= Exercise prompt =
For this exercise, copy the data exactly and omit any images.

(Referring expression data)
****

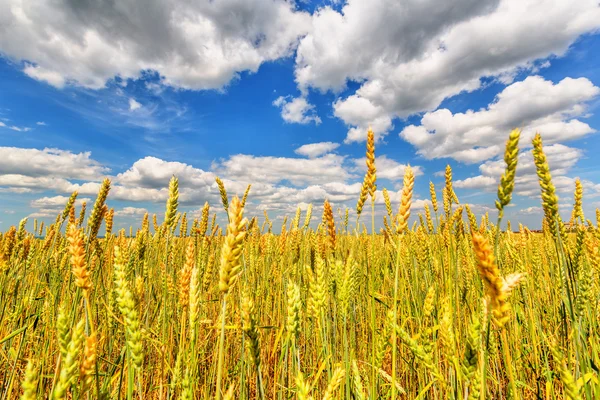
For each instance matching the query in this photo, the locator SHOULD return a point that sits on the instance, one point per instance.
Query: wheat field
(448, 307)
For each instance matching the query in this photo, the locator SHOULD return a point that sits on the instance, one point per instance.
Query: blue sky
(235, 88)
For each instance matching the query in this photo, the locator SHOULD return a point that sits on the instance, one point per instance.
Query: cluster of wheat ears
(449, 308)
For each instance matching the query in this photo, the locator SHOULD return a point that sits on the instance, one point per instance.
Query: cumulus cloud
(57, 202)
(134, 105)
(296, 110)
(14, 127)
(534, 104)
(49, 163)
(313, 150)
(298, 171)
(386, 168)
(131, 212)
(412, 55)
(561, 160)
(152, 172)
(194, 45)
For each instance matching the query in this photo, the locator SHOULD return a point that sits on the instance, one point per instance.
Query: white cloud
(152, 172)
(131, 212)
(53, 78)
(561, 160)
(14, 127)
(534, 104)
(313, 150)
(49, 163)
(296, 110)
(412, 55)
(531, 210)
(387, 168)
(298, 171)
(133, 104)
(57, 202)
(194, 45)
(476, 182)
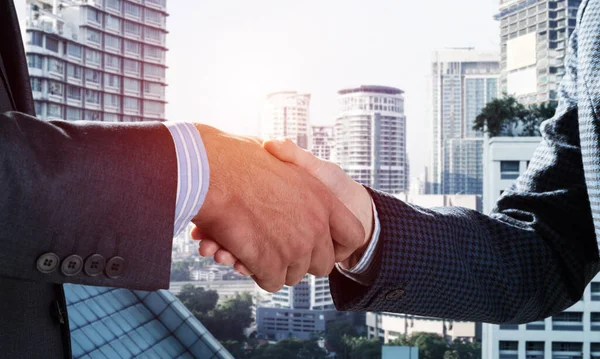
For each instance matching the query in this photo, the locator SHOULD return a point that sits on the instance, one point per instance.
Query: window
(74, 50)
(74, 93)
(132, 66)
(51, 44)
(111, 100)
(92, 96)
(54, 110)
(92, 115)
(55, 88)
(154, 70)
(133, 10)
(132, 85)
(130, 103)
(133, 28)
(73, 71)
(92, 76)
(94, 36)
(153, 52)
(112, 61)
(93, 57)
(133, 47)
(36, 84)
(94, 15)
(34, 61)
(113, 4)
(56, 66)
(509, 169)
(73, 114)
(113, 23)
(36, 38)
(111, 81)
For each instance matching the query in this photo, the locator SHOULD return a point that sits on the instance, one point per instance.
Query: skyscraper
(285, 114)
(533, 38)
(370, 133)
(463, 81)
(322, 142)
(99, 60)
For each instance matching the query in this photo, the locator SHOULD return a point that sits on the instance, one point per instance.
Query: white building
(322, 142)
(390, 326)
(286, 114)
(574, 333)
(533, 40)
(463, 81)
(370, 133)
(98, 60)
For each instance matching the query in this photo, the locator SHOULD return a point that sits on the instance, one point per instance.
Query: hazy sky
(226, 55)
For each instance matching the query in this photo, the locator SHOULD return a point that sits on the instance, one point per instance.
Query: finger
(224, 257)
(208, 248)
(296, 272)
(242, 269)
(322, 258)
(346, 230)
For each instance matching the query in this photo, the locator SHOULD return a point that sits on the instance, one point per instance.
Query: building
(574, 333)
(463, 81)
(286, 114)
(97, 60)
(122, 323)
(322, 142)
(298, 311)
(370, 135)
(533, 37)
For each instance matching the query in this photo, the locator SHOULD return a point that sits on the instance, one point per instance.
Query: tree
(198, 300)
(335, 333)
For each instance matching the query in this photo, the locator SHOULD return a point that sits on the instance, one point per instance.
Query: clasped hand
(277, 212)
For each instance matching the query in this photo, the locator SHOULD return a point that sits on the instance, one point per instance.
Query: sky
(225, 56)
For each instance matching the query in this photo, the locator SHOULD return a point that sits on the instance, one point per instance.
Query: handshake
(276, 212)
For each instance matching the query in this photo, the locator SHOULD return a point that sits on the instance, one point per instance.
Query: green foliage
(502, 116)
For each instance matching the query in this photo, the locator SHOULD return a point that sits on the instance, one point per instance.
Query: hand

****

= Expected output =
For each instance matching the query in this photo, the locator SHOULD return a point that sits on the instance, one point per instance.
Query: wheat field
(448, 307)
For each instance matching the query in this photo, the locator SHOULD return a point that sits on the instance, one point per instance.
Query: blue sky
(235, 88)
For each instance matching the query in this photo, the locator SHOULD return a point that sits on the instance, one point per instance.
Query: cluster of wheat ears
(449, 308)
For each instance matching the query in this photo, the locator SHOULD return a point that sits on the instance, one point per instance.
Query: cumulus cloud
(57, 202)
(134, 105)
(296, 110)
(14, 127)
(534, 104)
(49, 163)
(313, 150)
(298, 171)
(386, 168)
(131, 212)
(412, 55)
(561, 160)
(152, 172)
(194, 45)
For each instance matching the query in this photo, the locator SHOULD return a point that sits on the instance, one point per instance.
Query: white cloud
(152, 172)
(131, 212)
(53, 78)
(561, 160)
(14, 127)
(534, 104)
(313, 150)
(49, 163)
(296, 110)
(412, 55)
(531, 210)
(387, 168)
(298, 171)
(133, 104)
(57, 202)
(194, 45)
(476, 182)
For each instance matching the query in this photo, the locator SHOULD return a point that sits on the instance, one point per instance.
Query: window
(74, 50)
(74, 93)
(132, 66)
(51, 44)
(111, 100)
(92, 96)
(54, 110)
(92, 115)
(55, 88)
(154, 70)
(133, 10)
(132, 85)
(130, 103)
(133, 28)
(73, 71)
(92, 76)
(94, 36)
(153, 52)
(112, 61)
(93, 57)
(133, 47)
(36, 84)
(94, 15)
(34, 61)
(113, 4)
(56, 66)
(509, 169)
(73, 114)
(113, 23)
(36, 38)
(111, 81)
For each instance matching the query in this photo, the locator SHOULD return a point that sits on the instance, one point per instance.
Query: skyscraper
(285, 114)
(533, 38)
(370, 133)
(463, 81)
(322, 142)
(99, 60)
For each instance matching the query in this photo, the locator SHOULD return a point that sits on the instance, one point per instance.
Query: white building
(322, 142)
(390, 326)
(286, 114)
(574, 333)
(533, 40)
(463, 81)
(370, 133)
(98, 60)
For each instance matching the query in this photo, the locator SHOULD return a point that sits on the instance, one point per instance.
Query: hazy sky
(226, 55)
For each instance matching the query in this photo, the locator SHOULD return a point that sits on the instance, one point per instance.
Query: finger
(224, 257)
(208, 248)
(296, 272)
(242, 269)
(322, 258)
(346, 230)
For each instance matching the query in this photo, the locator SHOULD return a point that sits on the instance, one point per instance.
Query: building
(574, 333)
(463, 81)
(286, 114)
(97, 60)
(122, 323)
(322, 142)
(298, 311)
(370, 135)
(533, 37)
For each instance matching the query in this photo, the locator SHOULD return a point that sits on the instance, one point per instance.
Query: tree
(198, 300)
(335, 333)
For each instance matching the query in this photo, the locator SHOULD return a point that sits on the instance, one point per instance.
Query: clasped hand
(277, 212)
For each instance matching the query in this photo, the locator SHOULD return a point that sits on the instance, one point per instance.
Query: sky
(225, 56)
For each instance matching the query in this photo, the locator SHOULD return a point that sits on the instance, one point per instance.
Query: handshake
(276, 212)
For each instance matching the query in this photo, the locator SHOULD return a point that sits on the instance, one point per instance.
Query: green foliage
(502, 116)
For each instance matching the query in this photo, the locator SHOULD return a point that sits on the instance, one point per instance.
Query: hand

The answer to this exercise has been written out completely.